→ **GIVEN TEXT**:
Lauren Bakaletz, PhD, director of our Center for Microbial Pathogenesis, and her colleagues are creating a vaccine for common otitis media, or middle ear infection, which can be delivered through a bandage on the skin. Some of the underlying basic research, though, has helped show how many bacteria survive typical treatments by forming resistant biofilms, and how those biofilms can be eradicated. This knowledge has implications for researchers everywhere who study bacterial infection.

Perhaps most prominent is the work of Jerry Mendell, MD, a neurologist and principal investigator in our Center for Gene Therapy. Decades of basic science and clinical research led in 2017 to a publication in the New England Journal of Medicine, showing a gene therapy developed at Nationwide Children’s was extending the survival of patients with spinal muscular atrophy type 1. The disease is caused by a mutation in a single gene and nearly always leads to death by 2 years of age.

Dr. Mendell and his collaborators have been able to insert a healthy gene into a modified virus, infuse the therapy into very young children and are seeing astonishing results. Children with SMA1 are typically never even able to achieve head control, but after this gene therapy, children have been able to walk. The technology has been licensed to a company now working to bring it to market.

This is not the only benefit of this line of inquiry, however. To support gene therapy and other cell-based work, Nationwide Children’s has built a Clinical Manufacturing Facility to produce pharmaceutical-grade biologics, such as the modified virus vector Dr. Mendell uses. We are now able to help other institutions with their own cell-based therapies as a result.

We have invested in these and many other projects for the good of children. That is Nationwide Children’s Hospital’s mission. But these projects have also proven important for our One Team culture, which helps us achieve our mission. They have deepened staff members’ connections with each other. They have opened up lines of communication inside this institution that did not exist before. They have resulted in new infrastructure that will aid our discovery efforts for years to come.

In the end, our research growth has helped us remember that when it comes to better outcomes for children – whether here at Nationwide Children’s or around the world – we’re all on the same side. We’re all One Team.

→ **ABOUT THIS EXERCISE**: Write a continuation of the text about research at Nationwide Children's Hospital, starting after its final sentence.

[Referring expression data]
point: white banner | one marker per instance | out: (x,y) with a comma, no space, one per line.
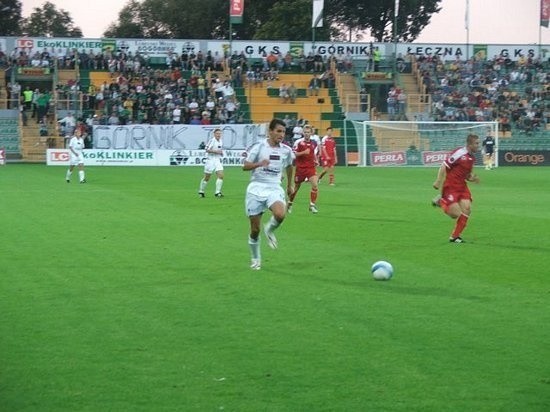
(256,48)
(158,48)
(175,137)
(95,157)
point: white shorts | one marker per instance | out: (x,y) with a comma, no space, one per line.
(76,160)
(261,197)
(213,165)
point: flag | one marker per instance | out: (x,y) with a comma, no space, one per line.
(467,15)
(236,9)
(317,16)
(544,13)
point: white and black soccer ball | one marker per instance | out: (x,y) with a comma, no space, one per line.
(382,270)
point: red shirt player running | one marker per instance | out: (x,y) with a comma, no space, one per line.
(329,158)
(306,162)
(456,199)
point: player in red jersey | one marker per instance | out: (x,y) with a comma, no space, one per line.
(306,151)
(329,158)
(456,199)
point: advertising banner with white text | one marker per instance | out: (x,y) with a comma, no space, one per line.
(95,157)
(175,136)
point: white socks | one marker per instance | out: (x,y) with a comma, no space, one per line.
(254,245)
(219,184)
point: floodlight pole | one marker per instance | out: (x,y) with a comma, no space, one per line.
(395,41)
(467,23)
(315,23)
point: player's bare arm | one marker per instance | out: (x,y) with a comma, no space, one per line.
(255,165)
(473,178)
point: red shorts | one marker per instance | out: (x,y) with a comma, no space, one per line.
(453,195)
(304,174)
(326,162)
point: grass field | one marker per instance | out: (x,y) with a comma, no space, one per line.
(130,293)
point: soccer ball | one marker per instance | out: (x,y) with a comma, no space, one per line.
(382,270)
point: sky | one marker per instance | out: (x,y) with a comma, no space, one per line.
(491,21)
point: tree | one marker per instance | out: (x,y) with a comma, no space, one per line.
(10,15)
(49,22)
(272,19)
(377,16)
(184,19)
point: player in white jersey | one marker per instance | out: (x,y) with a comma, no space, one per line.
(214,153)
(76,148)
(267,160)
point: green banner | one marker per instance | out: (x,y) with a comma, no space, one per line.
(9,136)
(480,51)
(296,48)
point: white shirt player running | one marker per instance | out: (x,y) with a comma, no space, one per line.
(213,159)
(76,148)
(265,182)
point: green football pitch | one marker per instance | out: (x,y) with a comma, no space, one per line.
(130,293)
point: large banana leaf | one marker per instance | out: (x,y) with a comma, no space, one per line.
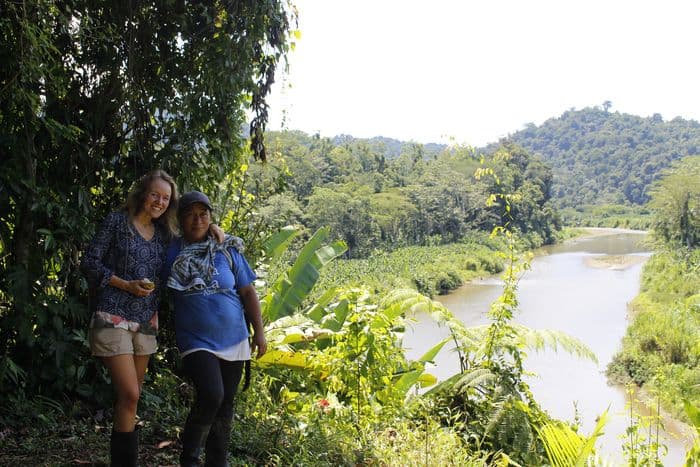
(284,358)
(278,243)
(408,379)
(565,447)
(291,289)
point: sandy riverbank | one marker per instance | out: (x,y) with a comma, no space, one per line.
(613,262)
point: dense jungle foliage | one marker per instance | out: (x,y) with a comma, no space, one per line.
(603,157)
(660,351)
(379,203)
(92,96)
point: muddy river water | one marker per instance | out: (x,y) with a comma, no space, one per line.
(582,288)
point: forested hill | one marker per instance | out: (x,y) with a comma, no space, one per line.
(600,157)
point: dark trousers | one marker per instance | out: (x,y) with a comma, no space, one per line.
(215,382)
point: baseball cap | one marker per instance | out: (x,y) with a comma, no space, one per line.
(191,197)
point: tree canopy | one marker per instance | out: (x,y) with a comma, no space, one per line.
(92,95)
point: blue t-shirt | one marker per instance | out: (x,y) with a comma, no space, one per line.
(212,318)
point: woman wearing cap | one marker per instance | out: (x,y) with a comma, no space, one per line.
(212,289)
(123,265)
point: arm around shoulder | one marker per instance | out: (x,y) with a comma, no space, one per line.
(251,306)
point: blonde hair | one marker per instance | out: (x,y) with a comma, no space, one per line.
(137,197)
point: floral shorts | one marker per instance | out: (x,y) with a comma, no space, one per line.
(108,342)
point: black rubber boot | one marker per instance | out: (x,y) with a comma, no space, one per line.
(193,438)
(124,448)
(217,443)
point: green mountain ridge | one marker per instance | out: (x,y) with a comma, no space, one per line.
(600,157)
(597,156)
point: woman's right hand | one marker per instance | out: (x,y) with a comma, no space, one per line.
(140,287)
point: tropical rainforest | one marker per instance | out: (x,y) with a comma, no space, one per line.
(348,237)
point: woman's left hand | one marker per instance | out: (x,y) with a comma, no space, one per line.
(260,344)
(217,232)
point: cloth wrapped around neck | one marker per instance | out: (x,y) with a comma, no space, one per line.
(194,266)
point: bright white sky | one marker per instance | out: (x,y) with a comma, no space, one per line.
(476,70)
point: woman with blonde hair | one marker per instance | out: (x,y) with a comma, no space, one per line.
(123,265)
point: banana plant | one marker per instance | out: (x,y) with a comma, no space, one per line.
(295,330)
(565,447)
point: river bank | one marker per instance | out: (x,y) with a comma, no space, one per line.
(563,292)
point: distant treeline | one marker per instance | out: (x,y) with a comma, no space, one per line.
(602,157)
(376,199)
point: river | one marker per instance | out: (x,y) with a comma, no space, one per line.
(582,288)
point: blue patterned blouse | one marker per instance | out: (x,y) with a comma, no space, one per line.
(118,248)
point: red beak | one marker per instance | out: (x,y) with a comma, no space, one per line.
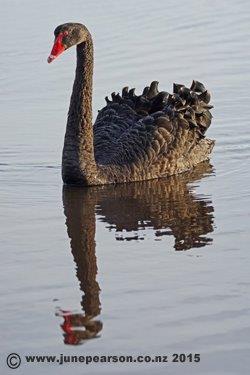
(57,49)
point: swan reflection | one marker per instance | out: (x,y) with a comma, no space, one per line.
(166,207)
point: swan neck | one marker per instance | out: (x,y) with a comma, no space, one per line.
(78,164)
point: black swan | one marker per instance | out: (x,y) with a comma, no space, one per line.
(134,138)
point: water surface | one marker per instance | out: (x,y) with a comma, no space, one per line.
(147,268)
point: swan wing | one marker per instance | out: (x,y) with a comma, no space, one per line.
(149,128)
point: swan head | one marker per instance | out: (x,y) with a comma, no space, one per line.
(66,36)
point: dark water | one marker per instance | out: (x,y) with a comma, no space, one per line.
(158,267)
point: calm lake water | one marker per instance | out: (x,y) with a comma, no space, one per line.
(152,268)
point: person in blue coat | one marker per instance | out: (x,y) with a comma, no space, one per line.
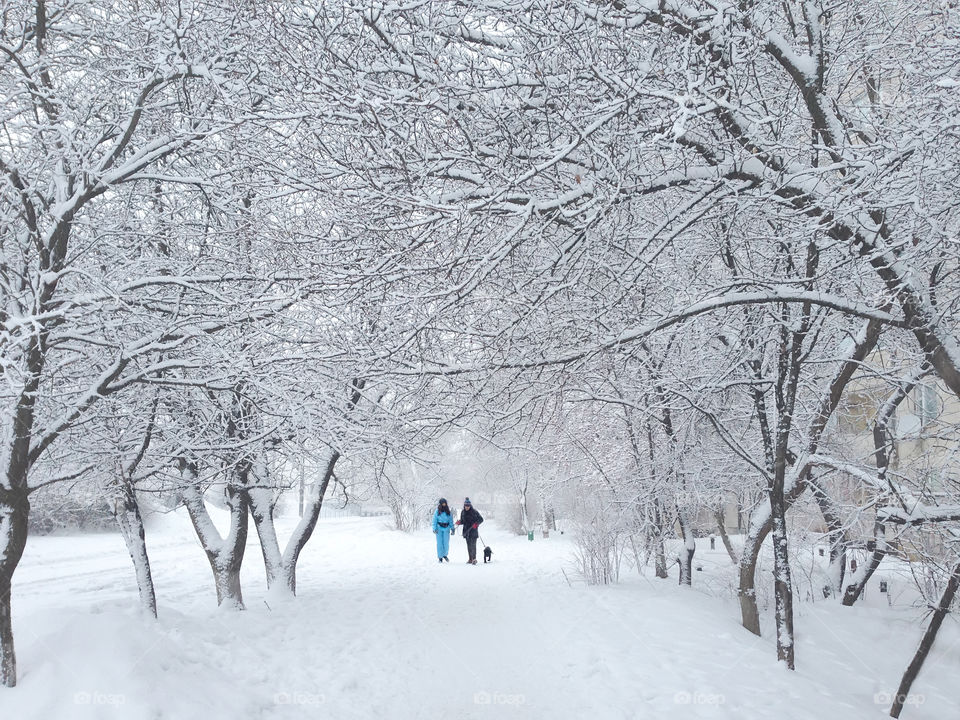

==

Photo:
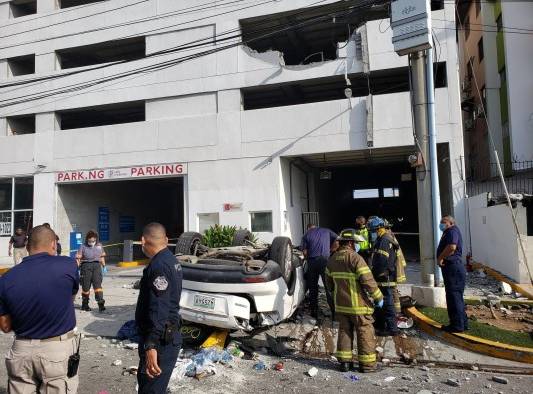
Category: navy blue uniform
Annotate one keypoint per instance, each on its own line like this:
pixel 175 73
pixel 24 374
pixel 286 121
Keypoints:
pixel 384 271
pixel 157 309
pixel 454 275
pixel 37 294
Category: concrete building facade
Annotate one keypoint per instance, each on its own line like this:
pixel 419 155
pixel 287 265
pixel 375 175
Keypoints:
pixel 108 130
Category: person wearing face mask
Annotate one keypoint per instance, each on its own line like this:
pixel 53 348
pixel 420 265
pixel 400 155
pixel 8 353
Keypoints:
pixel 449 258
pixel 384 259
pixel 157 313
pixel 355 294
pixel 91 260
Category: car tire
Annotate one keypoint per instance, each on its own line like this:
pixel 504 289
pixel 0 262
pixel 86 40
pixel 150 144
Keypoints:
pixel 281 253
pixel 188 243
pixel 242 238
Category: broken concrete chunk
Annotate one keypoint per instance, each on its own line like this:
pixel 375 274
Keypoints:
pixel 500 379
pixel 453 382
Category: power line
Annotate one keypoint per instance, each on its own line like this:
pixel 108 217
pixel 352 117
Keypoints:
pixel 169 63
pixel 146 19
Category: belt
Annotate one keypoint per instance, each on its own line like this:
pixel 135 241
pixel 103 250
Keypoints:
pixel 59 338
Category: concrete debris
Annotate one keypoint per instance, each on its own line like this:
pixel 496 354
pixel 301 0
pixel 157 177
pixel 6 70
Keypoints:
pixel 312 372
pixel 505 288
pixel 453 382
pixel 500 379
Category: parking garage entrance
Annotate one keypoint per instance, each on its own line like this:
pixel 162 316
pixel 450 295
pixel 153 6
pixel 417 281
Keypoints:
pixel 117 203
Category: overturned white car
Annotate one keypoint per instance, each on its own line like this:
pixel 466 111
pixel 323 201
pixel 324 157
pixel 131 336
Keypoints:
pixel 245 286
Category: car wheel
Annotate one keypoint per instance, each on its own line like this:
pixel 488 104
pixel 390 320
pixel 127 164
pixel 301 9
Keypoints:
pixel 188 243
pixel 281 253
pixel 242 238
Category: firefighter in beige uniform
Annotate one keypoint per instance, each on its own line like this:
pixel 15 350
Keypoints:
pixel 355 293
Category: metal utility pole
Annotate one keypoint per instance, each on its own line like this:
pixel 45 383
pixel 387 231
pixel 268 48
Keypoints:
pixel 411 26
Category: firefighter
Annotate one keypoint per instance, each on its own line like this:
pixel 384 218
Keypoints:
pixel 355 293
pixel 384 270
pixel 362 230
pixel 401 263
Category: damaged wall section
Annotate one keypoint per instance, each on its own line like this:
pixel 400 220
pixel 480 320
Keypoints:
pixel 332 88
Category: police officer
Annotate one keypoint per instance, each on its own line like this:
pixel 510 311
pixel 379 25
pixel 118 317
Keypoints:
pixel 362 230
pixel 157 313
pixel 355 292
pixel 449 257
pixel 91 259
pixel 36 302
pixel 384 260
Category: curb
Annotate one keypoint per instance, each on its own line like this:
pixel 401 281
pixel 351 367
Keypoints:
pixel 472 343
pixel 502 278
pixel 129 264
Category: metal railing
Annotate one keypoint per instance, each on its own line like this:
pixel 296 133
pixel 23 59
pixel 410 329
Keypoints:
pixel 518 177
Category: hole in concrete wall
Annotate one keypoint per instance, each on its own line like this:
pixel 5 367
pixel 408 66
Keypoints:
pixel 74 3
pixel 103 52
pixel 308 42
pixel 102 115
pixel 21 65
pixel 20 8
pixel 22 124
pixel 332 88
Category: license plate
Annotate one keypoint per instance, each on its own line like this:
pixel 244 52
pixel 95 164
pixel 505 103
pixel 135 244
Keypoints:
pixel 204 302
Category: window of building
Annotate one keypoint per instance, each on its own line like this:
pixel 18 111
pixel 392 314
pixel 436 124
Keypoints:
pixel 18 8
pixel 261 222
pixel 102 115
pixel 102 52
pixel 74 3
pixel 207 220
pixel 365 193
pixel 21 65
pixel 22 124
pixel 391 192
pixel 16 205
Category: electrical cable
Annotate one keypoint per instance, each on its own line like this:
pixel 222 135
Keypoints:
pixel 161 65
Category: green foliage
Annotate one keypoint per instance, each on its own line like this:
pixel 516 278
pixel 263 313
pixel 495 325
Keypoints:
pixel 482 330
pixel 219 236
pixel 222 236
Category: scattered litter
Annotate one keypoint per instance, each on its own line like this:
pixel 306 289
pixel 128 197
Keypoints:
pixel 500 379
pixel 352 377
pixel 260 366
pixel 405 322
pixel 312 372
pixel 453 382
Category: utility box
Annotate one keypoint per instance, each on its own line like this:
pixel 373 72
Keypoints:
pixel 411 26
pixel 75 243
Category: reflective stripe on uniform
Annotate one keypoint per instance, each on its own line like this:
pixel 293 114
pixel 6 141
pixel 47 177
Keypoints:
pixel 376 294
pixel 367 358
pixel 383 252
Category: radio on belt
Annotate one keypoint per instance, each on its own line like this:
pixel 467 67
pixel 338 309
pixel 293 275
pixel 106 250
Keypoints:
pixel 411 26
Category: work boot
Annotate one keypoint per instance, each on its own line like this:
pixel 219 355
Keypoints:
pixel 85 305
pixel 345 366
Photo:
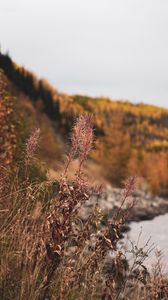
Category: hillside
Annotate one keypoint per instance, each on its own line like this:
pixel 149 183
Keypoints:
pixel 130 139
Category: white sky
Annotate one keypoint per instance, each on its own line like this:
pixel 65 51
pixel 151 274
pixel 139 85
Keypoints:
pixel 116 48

* * *

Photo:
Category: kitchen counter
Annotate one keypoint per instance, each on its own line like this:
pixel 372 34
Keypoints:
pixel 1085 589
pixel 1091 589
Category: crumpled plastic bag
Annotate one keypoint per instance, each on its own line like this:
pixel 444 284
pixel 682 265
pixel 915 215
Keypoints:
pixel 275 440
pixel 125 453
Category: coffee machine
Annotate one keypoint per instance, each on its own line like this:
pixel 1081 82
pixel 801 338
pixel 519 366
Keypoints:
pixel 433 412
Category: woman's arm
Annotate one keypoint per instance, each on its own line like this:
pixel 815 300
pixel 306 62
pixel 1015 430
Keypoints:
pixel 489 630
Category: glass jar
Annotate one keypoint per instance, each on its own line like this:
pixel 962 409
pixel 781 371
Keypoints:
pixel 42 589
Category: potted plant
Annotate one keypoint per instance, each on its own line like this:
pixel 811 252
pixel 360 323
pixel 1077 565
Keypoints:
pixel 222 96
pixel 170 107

→ **RESULT FOR THIS EXERCISE**:
chart showing growth

Image credits: Nationwide Children’s

About the author

Steve Allen, MD, is CEO of Nationwide Children’s Hospital, a position he has held since 2006. Nationwide Children’s treats children from around the world as an elite, destination, pediatric teaching hospital and research institution. He leads an organization that has defined a new model for delivering state of the art care and generating new cures in an environment of unsurpassed quality. Nationwide Children’s shares its knowledge by teaching the next generation of providers and developing innovative community outreach programs to address critical healthcare needs. All this is firmly wrapped in the hospital’s 130-year mission to provide every child with the finest medical care regardless of their families’ ability to pay.

Dr. Allen is gratified to lead such a purpose-driven organization. Nationwide Children’s success is fueled by an environment of continuous improvement. He derives remarkable insights from asking all levels of staff and families for their ideas on how the organization can do even better. While there are successful healthcare executives who come from a broad background, his perspective gained from the practice of medicine not only influences how he prioritizes the work, but also how he leads.

His passion for population health and wellness drives participation in legislative advocacy at the state and national level. This focus is critical to advancing children’s healthcare. Dr. Allen was appointed Chair of the Children’s Hospital Association (CHA) 2016 Board of Trustees.